** START Reading passage **
The Mexican salty snacks market grew at a CAGR of 7.4% during 2008-2012 to $5.1 billion in 2012. [3] In comparison, the U.S. savory snacks market is worth over $30 billion. Salty snacks is a mature market in the U.S., which is expected to grow moderately by 3.5% through 2017. On the other hand, Mexico is still an emerging economy with increasing disposable incomes. The government expects the economy to expand by 3.9% this year, up from 1.3% in 2013. Owing to this acceleration in economic development and a widespread habit of snacking, the Mexican savory snacks is expected to grow at a CAGR of 6% to reach nearly $7 billion by 2017.

According to our estimates, the snacks division in Mexico contributed over $3.5 billion to the overall revenues for PepsiCo in 2012. Sabritas is the brand under which the company sells its Frito-lay snacks such as Doritos, Tostitos, Cheetos, as well as other products specific to the Mexican market (Rancheritos, Sabritas, Turbos Flamas, Pizzerolas and Sabritones). Sabritas dominates the country’s salty snacks market with ~80% of the share, followed by Barcel, a maker of tortilla potato chips and other snack brands, with only 12% market share. [4]

Potential Obstacles To The Growth Of Sabritas

Given the current scenario, sales of PepsiCo’s salty snacks in Mexico could reach nearly $4.7 billion a year beginning in 2017. However, certain factors may deter the growth rate of this category.
** END Reading passage **
** START Records supplied **
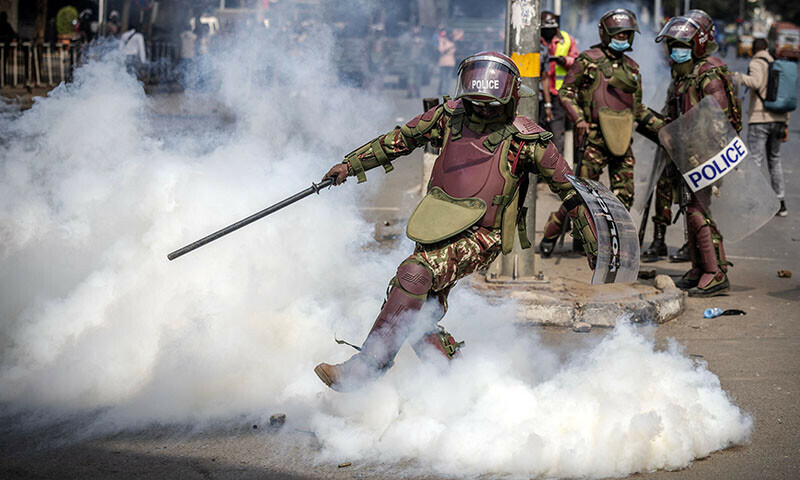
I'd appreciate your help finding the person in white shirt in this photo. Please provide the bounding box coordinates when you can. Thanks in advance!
[119,28,147,65]
[735,38,789,217]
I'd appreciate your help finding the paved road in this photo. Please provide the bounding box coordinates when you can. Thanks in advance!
[0,55,800,480]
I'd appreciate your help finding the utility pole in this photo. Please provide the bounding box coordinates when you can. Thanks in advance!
[486,0,545,283]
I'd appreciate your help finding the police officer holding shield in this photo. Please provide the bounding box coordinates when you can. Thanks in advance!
[656,16,742,297]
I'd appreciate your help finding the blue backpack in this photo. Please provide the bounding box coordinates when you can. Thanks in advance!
[756,57,797,113]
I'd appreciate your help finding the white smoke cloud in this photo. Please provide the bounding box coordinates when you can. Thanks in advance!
[0,13,752,476]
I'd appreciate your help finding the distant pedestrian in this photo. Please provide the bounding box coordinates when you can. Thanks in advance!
[539,11,578,152]
[101,10,120,37]
[437,30,456,95]
[735,38,789,217]
[119,28,147,73]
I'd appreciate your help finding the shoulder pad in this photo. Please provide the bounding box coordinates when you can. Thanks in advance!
[624,55,639,69]
[444,98,464,114]
[406,105,442,128]
[697,57,728,75]
[514,115,545,135]
[581,48,605,60]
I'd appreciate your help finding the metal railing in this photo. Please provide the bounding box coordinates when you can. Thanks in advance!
[0,42,178,89]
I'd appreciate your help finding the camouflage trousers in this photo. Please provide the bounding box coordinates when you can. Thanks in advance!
[403,226,501,314]
[653,164,683,225]
[578,129,636,210]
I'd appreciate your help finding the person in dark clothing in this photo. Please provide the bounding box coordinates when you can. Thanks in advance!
[0,12,18,81]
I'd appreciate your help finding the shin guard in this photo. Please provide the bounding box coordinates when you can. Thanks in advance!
[358,262,433,370]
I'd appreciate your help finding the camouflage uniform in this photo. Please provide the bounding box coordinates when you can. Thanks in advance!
[314,52,597,391]
[559,44,663,209]
[345,100,596,298]
[656,15,742,296]
[540,44,664,256]
[653,57,742,230]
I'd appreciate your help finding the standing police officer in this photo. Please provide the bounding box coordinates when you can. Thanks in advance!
[540,8,664,257]
[314,52,597,391]
[656,13,742,297]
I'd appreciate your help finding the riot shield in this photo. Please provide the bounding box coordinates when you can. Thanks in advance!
[567,175,639,284]
[659,96,779,242]
[630,76,671,232]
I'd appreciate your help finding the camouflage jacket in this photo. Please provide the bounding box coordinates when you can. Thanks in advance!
[667,57,742,132]
[344,102,580,210]
[558,44,664,136]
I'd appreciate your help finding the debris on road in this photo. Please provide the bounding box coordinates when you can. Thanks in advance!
[639,269,656,280]
[269,413,286,427]
[572,322,592,333]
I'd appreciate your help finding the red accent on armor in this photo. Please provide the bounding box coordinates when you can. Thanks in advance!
[422,105,439,122]
[397,263,433,295]
[431,125,507,228]
[592,72,633,123]
[540,142,572,183]
[511,140,525,175]
[700,57,725,74]
[514,115,545,135]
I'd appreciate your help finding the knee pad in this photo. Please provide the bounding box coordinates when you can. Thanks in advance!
[395,261,433,296]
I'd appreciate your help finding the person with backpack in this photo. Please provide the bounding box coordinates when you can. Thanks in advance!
[735,38,797,217]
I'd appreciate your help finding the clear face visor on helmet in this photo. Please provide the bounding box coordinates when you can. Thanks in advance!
[656,17,700,44]
[602,10,639,37]
[455,58,517,104]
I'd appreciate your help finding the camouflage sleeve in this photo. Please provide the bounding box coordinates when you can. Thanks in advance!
[558,55,587,123]
[633,72,666,143]
[344,105,450,183]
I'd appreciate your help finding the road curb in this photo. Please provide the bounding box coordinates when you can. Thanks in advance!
[472,275,686,330]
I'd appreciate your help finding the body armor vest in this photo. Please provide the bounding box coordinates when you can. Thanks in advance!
[406,101,544,253]
[586,48,639,156]
[431,122,508,228]
[667,57,742,133]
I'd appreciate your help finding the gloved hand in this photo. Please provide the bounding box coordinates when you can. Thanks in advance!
[575,120,589,143]
[322,163,350,185]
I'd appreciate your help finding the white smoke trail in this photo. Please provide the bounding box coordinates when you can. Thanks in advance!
[0,13,752,476]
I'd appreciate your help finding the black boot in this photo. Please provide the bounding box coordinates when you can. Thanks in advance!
[642,223,667,263]
[669,243,691,263]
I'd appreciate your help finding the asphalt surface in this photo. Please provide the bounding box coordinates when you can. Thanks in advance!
[0,55,800,480]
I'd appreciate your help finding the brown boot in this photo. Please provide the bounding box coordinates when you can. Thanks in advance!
[314,353,391,392]
[675,230,703,290]
[314,263,433,392]
[689,270,731,297]
[689,214,731,297]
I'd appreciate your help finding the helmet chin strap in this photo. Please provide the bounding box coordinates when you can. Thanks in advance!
[670,58,695,77]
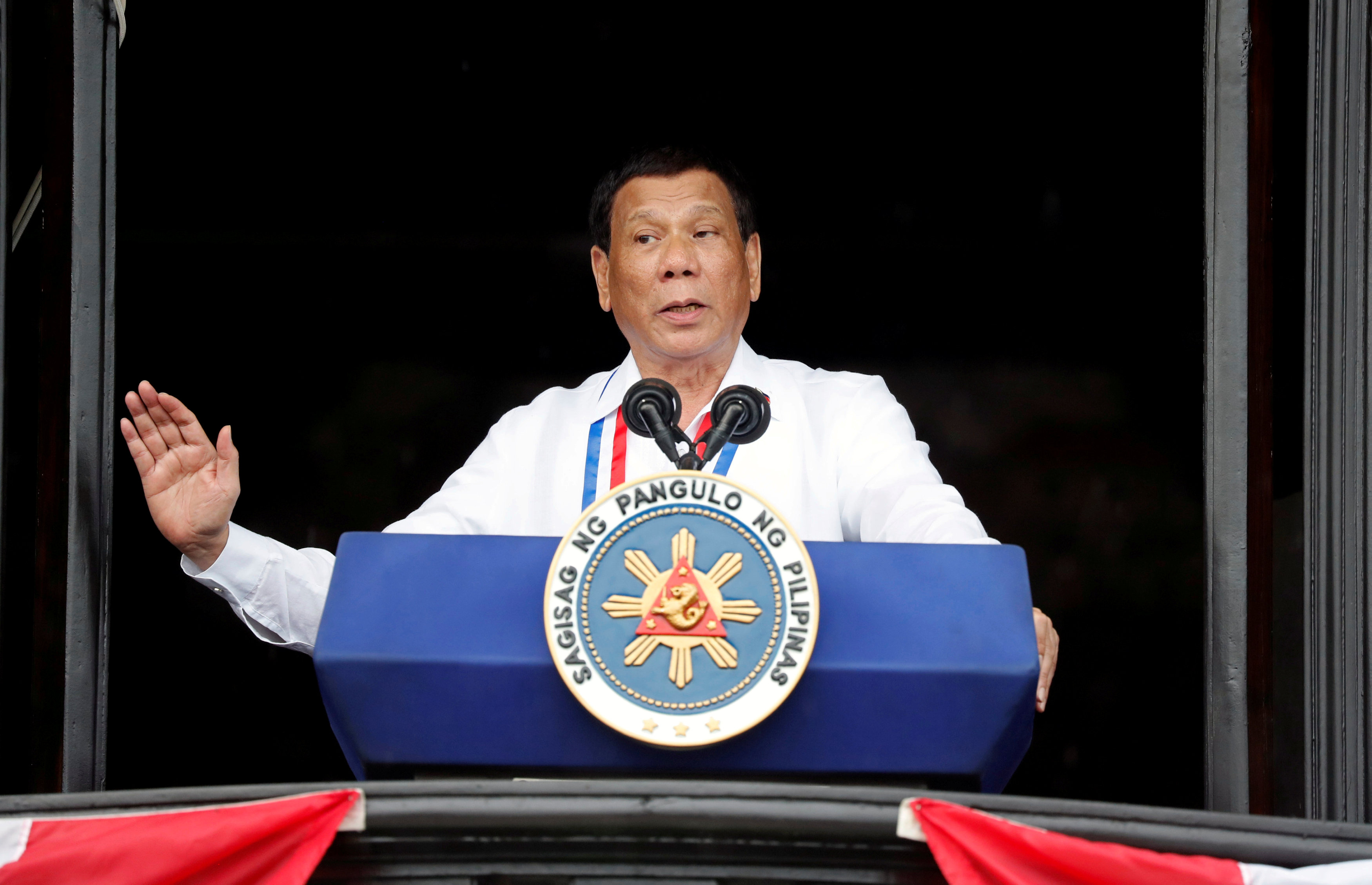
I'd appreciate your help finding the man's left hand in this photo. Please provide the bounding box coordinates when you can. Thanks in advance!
[1033,609,1058,713]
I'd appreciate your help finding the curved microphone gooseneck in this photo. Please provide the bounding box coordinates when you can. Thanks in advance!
[623,377,771,471]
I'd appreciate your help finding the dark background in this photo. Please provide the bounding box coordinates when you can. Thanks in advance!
[83,0,1224,807]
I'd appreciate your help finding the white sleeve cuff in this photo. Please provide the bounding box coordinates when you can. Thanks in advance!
[181,523,294,645]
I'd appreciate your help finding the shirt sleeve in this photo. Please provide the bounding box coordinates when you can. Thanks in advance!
[181,412,516,655]
[837,377,999,543]
[181,523,334,655]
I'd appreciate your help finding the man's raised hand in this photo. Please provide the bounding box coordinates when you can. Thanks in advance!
[120,381,239,571]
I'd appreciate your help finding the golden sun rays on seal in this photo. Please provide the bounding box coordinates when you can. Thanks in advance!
[601,528,763,689]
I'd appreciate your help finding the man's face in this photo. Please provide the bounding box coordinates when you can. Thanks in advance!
[592,170,762,359]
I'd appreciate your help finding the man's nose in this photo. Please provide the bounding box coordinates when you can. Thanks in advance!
[660,236,700,280]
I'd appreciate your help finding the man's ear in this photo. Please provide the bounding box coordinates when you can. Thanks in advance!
[744,232,763,301]
[592,246,611,313]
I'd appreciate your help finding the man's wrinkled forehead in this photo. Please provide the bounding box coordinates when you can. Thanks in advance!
[612,169,734,227]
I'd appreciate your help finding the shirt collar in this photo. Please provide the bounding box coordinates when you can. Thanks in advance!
[590,337,777,424]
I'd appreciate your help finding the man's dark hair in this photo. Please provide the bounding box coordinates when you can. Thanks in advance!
[590,147,757,255]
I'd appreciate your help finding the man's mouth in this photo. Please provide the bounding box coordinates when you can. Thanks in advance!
[660,301,705,313]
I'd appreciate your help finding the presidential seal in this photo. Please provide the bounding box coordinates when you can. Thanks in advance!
[543,471,819,746]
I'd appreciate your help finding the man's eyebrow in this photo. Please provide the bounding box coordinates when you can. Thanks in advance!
[626,203,724,221]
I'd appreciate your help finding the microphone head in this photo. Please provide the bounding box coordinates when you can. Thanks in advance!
[710,384,771,444]
[623,377,682,436]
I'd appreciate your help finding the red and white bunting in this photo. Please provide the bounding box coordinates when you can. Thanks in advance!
[0,789,365,885]
[896,798,1372,885]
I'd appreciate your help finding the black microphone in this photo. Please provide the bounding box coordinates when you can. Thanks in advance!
[701,384,771,464]
[622,377,771,471]
[623,377,700,471]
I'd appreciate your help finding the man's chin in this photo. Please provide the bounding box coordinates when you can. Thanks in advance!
[653,324,730,361]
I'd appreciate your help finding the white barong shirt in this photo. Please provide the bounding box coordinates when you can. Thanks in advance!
[181,340,996,653]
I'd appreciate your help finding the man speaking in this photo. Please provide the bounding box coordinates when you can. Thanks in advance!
[120,148,1058,711]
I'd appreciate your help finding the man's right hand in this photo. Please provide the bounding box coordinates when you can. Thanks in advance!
[120,381,239,571]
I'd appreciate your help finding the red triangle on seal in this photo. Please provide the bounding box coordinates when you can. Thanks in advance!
[634,556,729,637]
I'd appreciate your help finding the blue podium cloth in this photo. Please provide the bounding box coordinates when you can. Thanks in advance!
[314,532,1039,792]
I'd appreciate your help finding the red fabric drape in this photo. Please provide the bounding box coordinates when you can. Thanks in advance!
[910,798,1243,885]
[0,790,361,885]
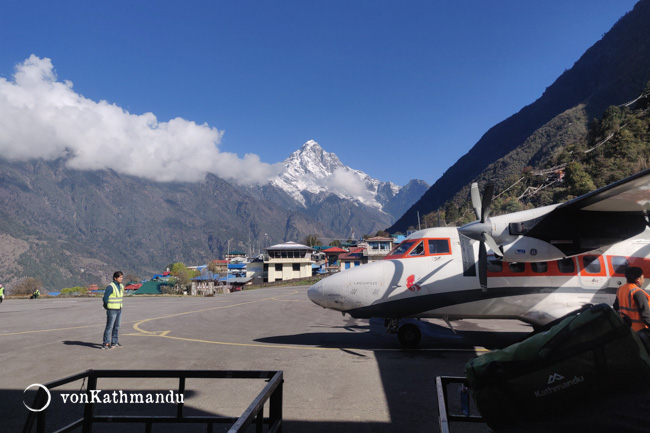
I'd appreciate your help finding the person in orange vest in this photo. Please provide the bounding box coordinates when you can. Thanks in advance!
[614,266,650,331]
[102,271,124,349]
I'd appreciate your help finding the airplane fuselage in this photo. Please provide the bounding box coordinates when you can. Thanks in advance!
[308,227,650,325]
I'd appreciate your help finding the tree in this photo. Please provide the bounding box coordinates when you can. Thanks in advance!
[12,277,43,295]
[565,162,596,196]
[302,234,323,247]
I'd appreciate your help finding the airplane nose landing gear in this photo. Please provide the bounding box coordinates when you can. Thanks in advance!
[384,318,422,349]
[397,323,422,349]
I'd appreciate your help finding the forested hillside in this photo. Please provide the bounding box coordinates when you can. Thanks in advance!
[387,0,650,233]
[423,82,650,227]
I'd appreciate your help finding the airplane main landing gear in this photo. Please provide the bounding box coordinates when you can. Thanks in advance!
[384,318,422,349]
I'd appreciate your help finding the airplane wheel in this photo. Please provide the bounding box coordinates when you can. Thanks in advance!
[397,323,422,349]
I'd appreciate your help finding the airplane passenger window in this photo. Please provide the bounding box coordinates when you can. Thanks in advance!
[557,259,576,274]
[409,242,424,256]
[530,262,548,274]
[389,241,415,256]
[429,239,449,254]
[612,256,630,275]
[488,259,503,272]
[582,256,600,274]
[508,262,526,273]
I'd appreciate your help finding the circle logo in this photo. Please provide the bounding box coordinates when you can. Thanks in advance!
[23,383,52,412]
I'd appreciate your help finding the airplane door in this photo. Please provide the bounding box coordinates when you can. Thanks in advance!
[578,255,609,290]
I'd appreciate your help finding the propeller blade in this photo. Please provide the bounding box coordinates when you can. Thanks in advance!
[470,182,481,220]
[478,242,487,292]
[481,232,503,257]
[477,182,494,223]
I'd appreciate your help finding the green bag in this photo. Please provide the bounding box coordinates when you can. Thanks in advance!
[465,304,650,428]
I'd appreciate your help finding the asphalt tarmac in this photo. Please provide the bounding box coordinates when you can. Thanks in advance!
[0,286,531,433]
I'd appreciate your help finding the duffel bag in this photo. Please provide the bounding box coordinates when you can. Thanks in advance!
[465,304,650,428]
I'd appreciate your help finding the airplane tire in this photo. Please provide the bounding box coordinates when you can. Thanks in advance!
[397,323,422,349]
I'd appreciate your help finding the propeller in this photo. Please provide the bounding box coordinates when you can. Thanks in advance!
[458,182,501,292]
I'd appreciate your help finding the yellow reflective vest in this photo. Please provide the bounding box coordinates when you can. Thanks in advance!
[616,283,650,331]
[106,281,124,310]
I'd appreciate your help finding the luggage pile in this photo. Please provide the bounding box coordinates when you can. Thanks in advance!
[465,304,650,429]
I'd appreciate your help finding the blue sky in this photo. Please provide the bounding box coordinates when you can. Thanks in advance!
[0,0,636,185]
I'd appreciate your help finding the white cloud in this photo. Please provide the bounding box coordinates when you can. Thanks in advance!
[0,55,280,184]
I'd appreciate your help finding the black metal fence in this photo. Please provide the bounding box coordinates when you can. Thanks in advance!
[436,376,485,433]
[23,370,284,433]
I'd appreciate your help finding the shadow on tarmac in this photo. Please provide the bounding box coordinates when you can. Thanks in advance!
[255,319,530,353]
[62,340,102,349]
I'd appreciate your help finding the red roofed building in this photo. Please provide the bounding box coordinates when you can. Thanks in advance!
[339,247,368,271]
[322,247,347,268]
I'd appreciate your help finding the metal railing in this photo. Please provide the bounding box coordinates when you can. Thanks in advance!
[23,370,284,433]
[436,376,485,433]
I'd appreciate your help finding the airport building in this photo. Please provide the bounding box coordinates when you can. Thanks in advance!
[264,242,314,283]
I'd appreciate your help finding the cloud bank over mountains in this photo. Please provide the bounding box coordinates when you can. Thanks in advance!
[0,55,282,185]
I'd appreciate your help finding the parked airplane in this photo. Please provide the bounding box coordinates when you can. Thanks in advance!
[307,170,650,347]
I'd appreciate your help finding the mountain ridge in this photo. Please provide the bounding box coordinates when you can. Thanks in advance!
[388,0,650,232]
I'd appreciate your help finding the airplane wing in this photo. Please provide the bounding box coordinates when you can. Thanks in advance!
[525,170,650,256]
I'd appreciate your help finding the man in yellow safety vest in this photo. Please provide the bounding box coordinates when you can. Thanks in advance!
[102,271,124,349]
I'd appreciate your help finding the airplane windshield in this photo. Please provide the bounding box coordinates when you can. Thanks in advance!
[409,242,424,256]
[389,241,415,256]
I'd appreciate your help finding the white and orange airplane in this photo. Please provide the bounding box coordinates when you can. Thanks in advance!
[307,170,650,347]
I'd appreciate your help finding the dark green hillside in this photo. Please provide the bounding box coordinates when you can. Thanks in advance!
[388,0,650,232]
[416,83,650,226]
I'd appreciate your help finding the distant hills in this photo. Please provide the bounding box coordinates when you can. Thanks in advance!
[388,0,650,232]
[0,142,428,289]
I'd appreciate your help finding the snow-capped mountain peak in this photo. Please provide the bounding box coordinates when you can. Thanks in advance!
[271,140,400,209]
** END Records supplied **
[Given task A]: In the passage on Mexico's snack market, rewrite everything from "According to our" down to "of this category.", swapping "salty snacks" for "savory snacks".
[Given task B]: According to the passage on Mexico's snack market, what share of the country's salty snacks market does Sabritas hold?
Rely only on the passage about Mexico's snack market, not on the records.

[Exercise answer A]:
According to our estimates, the snacks division in Mexico contributed over $3.5 billion to the overall revenues for PepsiCo in 2012. Sabritas is the brand under which the company sells its Frito-lay snacks such as Doritos, Tostitos, Cheetos, as well as other products specific to the Mexican market (Rancheritos, Sabritas, Turbos Flamas, Pizzerolas and Sabritones). Sabritas dominates the country’s savory snacks market with ~80% of the share, followed by Barcel, a maker of tortilla potato chips and other snack brands, with only 12% market share. [4]

Potential Obstacles To The Growth Of Sabritas

Given the current scenario, sales of PepsiCo’s savory snacks in Mexico could reach nearly $4.7 billion a year beginning in 2017. However, certain factors may deter the growth rate of this category.

[Exercise answer B]: About 80%.